▶ TRECHO CITADO:
◆ ◆ ◆ ◆ ◆ ◆ ◆
De modo a ressaltarmos ainda uma última dimensão, o processo sinodal será capaz de “partilhar protagonismos”, difundindo a ideia de que o “progresso” no caminho apenas se atinge quando todos têm a oportunidade de se expressar, de dar a sua parcela de contribuição. Isso é o que está em jogo logo no início do Documento Preparatório à próxima edição do Sínodo dos Bispos, que afirma de maneira categórica a sua intenção primeira de “viver um processo eclesial participativo e inclusivo, que ofereça a cada um [...] a oportunidade de se expressar e de ser ouvido, a fim de contribuir para a construção do Povo de Deus” (SÍNODO DOS BISPOS, n. 2). Segundo nos parece, tal possibilidade, que exprime o ponto fulcral da proposta eclesial do Papa Francisco, desdobra-se em alcances multiformes, acerca dos quais gostaria de assinalar três grandes eixos.
◆ ◆ ◆ ◆ ◆ ◆ ◆
▶ ENUNCIADO 1:
Reproduza fielmente as linhas dos dados de anotação, desde aquela que contém "road on this basis." até a última delas, incluindo ambas as extremidades.

Dados de anotação da localização de objetos
◆ ◆ ◆ ◆ ◆ ◆ ◆
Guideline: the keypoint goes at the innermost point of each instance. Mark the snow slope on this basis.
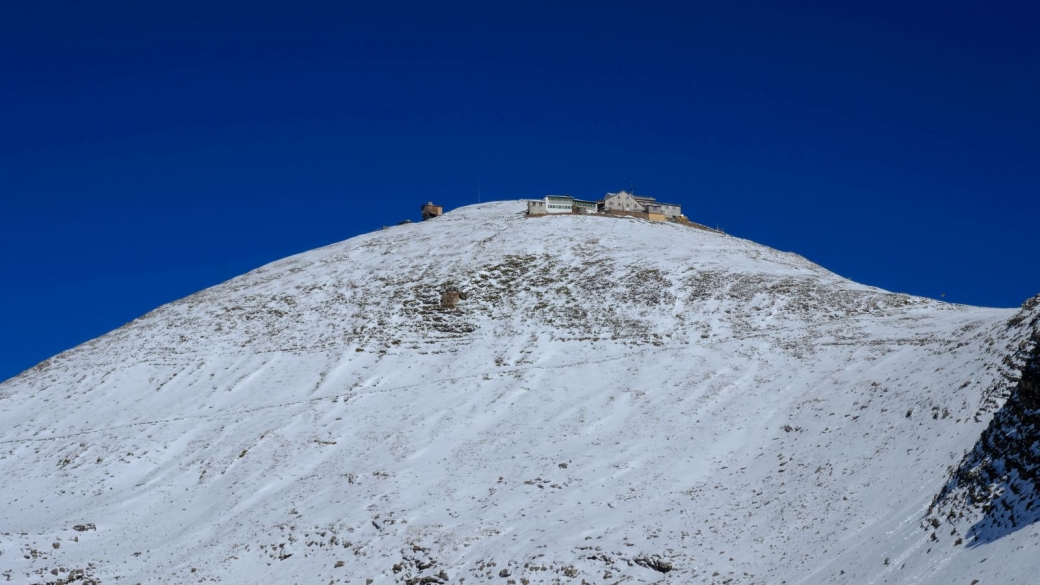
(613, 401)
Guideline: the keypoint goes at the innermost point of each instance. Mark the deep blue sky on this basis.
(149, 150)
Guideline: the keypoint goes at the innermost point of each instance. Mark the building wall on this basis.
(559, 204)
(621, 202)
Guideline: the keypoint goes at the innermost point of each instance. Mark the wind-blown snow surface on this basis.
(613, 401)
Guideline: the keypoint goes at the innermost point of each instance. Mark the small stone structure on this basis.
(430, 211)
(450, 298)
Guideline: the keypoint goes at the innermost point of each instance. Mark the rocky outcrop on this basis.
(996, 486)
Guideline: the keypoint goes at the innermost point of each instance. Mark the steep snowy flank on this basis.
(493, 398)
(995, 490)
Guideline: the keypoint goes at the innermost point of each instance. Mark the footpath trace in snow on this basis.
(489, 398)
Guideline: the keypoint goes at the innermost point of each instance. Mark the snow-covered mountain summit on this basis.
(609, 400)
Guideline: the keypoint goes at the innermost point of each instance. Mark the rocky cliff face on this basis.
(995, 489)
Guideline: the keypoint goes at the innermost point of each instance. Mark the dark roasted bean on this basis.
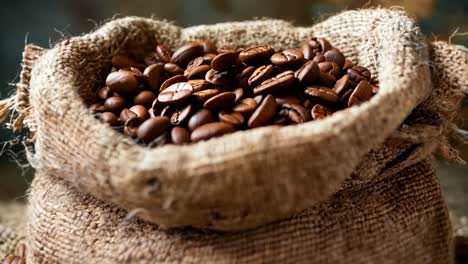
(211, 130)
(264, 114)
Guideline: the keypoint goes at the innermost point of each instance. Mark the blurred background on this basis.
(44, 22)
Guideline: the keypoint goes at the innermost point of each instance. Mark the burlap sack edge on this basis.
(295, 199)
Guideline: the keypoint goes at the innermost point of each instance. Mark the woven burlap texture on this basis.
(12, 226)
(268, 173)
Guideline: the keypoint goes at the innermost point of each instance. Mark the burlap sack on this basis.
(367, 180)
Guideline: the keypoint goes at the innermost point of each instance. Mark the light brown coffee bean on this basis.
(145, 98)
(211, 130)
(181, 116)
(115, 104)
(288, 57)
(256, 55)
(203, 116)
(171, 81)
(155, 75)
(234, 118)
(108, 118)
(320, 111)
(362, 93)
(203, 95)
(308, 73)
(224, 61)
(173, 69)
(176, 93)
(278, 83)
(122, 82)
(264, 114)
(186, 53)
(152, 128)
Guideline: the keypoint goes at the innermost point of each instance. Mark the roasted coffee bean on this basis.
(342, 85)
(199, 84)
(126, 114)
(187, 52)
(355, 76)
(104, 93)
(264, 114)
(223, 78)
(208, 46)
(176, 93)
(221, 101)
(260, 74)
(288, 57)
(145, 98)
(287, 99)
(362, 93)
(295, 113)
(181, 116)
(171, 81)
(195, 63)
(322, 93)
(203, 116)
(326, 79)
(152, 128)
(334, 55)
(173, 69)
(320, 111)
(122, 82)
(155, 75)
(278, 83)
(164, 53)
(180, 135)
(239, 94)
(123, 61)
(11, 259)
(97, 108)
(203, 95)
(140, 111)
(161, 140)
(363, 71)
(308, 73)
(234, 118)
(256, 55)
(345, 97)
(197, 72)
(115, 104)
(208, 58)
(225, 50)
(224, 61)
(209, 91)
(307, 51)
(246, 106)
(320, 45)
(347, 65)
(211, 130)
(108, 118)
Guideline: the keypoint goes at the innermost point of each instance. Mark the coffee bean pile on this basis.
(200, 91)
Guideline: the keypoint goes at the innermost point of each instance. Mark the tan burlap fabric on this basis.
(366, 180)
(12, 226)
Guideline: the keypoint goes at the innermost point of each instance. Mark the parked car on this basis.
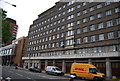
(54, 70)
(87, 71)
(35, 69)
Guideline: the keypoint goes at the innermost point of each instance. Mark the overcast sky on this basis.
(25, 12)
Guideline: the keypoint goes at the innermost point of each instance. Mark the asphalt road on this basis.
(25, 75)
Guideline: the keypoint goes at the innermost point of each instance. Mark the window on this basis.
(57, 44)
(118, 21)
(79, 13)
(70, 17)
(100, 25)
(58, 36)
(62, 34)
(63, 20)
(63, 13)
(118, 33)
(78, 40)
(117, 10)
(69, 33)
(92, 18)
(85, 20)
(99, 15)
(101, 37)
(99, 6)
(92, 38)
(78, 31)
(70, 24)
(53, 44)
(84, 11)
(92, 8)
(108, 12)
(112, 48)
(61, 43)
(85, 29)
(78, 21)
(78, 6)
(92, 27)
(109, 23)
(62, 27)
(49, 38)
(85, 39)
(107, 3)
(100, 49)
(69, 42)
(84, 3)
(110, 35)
◆ ◆ ◆ ◆ ◆ ◆ ◆
▶ ENUNCIADO 2:
Transcreva, sem nenhuma alteração, tudo o que vai de "De modo a ressaltarmos" até "três grandes eixos." no texto sobre o processo sinodal.

▶ RESOLUÇÃO 1:
Guideline: the keypoint goes at the innermost point of each instance. Mark the asphalt road on this basis.
(25, 75)
Guideline: the keypoint goes at the innermost point of each instance. Mark the window on this basis.
(57, 44)
(118, 21)
(79, 13)
(70, 17)
(100, 25)
(58, 36)
(62, 34)
(63, 20)
(63, 13)
(118, 33)
(78, 40)
(117, 10)
(69, 33)
(92, 18)
(85, 20)
(99, 15)
(101, 37)
(99, 6)
(92, 38)
(78, 31)
(70, 24)
(53, 44)
(84, 11)
(92, 8)
(108, 12)
(112, 48)
(61, 43)
(85, 29)
(78, 21)
(78, 6)
(92, 27)
(109, 23)
(62, 27)
(49, 38)
(85, 39)
(107, 3)
(100, 49)
(69, 42)
(84, 3)
(110, 35)

▶ RESOLUÇÃO 2:
De modo a ressaltarmos ainda uma última dimensão, o processo sinodal será capaz de “partilhar protagonismos”, difundindo a ideia de que o “progresso” no caminho apenas se atinge quando todos têm a oportunidade de se expressar, de dar a sua parcela de contribuição. Isso é o que está em jogo logo no início do Documento Preparatório à próxima edição do Sínodo dos Bispos, que afirma de maneira categórica a sua intenção primeira de “viver um processo eclesial participativo e inclusivo, que ofereça a cada um [...] a oportunidade de se expressar e de ser ouvido, a fim de contribuir para a construção do Povo de Deus” (SÍNODO DOS BISPOS, n. 2). Segundo nos parece, tal possibilidade, que exprime o ponto fulcral da proposta eclesial do Papa Francisco, desdobra-se em alcances multiformes, acerca dos quais gostaria de assinalar três grandes eixos.